NHTSA also has made the rollover ratings available in a somewhat different format in its Buying a Safer Car, 2001 brochure. As of September 2001, the agency had printed 125,000 copies of this brochure incorporating rollover resistance ratings. All have been distributed to various groups, including manufacturers and repair shops, and at auto shows, car races, and conferences. Partnerships with other organizations, such as the American Automobile Association, have increased distribution further.
Use of NHTSA’s Rollover Information on the Internet
NHTSA provided the committee with a Webtrends report8 detailing visits to the rollover section of its website (www.nhtsa.dot.gov/hot/rollover/) for a 6-week period from February 28 to May 14, 2001. During that period, almost 275,000 visits occurred to the entire site, or about 3,600 per day, representing approximately 54,600 unique visitors; the average session length was 2 minutes, 22 seconds. The number of visitors in a year is expected to be about an order of magnitude greater, but still a small fraction of all vehicle buyers.

- GIVEN EXERCISE 1
In the rollover-ratings text, what has further increased the distribution of the brochure? Answer in one to three sentences.
- GIVEN EXERCISE 2
Reproduce the rollover-ratings text from "NHTSA also has" up to and including "increased distribution further.", substituting "dealers" for "manufacturers".

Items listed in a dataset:
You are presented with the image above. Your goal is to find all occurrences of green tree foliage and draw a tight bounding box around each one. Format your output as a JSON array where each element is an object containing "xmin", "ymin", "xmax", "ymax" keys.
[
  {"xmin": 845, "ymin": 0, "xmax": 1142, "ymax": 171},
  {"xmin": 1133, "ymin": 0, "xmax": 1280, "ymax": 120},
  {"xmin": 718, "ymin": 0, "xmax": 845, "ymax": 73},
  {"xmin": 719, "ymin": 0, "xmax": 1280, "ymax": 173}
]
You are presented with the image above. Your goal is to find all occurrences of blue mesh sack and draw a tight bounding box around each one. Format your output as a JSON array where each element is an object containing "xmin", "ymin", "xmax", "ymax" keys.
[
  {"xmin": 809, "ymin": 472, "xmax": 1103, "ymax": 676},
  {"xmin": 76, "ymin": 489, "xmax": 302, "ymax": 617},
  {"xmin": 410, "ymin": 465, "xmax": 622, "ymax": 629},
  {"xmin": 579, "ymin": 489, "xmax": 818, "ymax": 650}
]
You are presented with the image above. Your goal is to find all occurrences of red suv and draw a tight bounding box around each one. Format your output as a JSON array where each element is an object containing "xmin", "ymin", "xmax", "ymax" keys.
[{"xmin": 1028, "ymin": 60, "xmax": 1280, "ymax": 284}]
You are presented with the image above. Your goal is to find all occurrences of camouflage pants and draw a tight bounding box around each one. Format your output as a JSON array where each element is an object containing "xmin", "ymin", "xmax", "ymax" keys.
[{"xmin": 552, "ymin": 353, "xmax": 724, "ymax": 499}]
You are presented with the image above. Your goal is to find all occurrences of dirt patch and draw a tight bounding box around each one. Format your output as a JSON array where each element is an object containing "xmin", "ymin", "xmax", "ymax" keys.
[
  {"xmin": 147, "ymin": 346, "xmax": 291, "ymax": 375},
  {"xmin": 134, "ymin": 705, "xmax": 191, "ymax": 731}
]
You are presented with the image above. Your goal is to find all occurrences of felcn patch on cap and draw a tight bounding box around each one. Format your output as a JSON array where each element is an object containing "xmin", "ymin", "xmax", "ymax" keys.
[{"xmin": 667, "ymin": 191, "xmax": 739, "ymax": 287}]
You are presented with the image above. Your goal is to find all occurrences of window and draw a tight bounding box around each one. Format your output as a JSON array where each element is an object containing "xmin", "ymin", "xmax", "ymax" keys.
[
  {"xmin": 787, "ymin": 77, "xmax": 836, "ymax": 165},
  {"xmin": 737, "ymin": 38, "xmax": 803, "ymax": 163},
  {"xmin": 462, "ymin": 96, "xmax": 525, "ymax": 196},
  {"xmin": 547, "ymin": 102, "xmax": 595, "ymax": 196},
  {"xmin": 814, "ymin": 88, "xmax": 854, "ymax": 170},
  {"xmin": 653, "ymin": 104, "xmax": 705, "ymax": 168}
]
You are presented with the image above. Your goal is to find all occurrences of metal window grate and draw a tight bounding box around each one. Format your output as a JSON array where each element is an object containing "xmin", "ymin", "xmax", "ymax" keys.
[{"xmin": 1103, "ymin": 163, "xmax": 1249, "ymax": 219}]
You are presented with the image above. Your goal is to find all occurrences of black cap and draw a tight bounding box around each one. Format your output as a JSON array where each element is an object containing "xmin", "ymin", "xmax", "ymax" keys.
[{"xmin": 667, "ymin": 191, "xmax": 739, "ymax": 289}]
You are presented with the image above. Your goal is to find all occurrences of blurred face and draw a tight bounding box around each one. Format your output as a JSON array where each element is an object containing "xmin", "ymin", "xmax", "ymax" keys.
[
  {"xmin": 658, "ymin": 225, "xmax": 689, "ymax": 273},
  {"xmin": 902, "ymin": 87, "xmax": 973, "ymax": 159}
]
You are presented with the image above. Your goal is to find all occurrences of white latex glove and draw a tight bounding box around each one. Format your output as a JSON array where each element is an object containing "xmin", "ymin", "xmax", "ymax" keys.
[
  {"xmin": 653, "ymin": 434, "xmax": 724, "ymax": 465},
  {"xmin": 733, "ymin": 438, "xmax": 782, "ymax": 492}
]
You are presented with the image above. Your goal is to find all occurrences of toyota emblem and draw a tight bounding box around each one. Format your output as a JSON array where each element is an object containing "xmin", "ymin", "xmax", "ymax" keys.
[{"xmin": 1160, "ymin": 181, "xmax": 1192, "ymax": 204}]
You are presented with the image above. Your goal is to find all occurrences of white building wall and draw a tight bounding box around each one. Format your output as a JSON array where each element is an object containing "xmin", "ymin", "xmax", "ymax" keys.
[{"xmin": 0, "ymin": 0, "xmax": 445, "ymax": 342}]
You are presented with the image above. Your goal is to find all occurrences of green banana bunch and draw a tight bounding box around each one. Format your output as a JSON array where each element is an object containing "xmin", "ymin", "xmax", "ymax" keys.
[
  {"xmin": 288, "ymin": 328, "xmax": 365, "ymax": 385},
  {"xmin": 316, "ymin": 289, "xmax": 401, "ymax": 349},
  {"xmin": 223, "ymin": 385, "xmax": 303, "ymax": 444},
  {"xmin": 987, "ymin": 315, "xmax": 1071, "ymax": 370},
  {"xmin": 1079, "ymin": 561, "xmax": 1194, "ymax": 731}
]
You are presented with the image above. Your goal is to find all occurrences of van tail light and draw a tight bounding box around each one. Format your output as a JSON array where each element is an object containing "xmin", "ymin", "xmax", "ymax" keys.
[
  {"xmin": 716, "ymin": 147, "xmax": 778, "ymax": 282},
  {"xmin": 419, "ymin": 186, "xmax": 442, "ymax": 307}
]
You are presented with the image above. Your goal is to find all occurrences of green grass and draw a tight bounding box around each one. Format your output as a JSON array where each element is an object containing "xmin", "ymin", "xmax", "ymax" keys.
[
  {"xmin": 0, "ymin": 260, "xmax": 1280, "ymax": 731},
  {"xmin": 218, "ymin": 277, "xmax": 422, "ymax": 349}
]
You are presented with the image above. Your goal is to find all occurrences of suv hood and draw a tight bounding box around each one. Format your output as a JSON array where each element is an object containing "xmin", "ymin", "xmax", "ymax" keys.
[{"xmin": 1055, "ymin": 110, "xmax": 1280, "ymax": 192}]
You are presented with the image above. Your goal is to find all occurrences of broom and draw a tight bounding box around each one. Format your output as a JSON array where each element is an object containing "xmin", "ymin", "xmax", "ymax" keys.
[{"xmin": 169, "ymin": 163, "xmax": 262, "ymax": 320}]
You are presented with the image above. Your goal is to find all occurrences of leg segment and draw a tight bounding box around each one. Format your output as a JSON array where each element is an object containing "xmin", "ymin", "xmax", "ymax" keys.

- COMPLETE ANSWER 1
Partnerships with other organizations have increased the brochure's distribution further. The text names the American Automobile Association as one such partner.

- COMPLETE ANSWER 2
NHTSA also has made the rollover ratings available in a somewhat different format in its Buying a Safer Car, 2001 brochure. As of September 2001, the agency had printed 125,000 copies of this brochure incorporating rollover resistance ratings. All have been distributed to various groups, including dealers and repair shops, and at auto shows, car races, and conferences. Partnerships with other organizations, such as the American Automobile Association, have increased distribution further.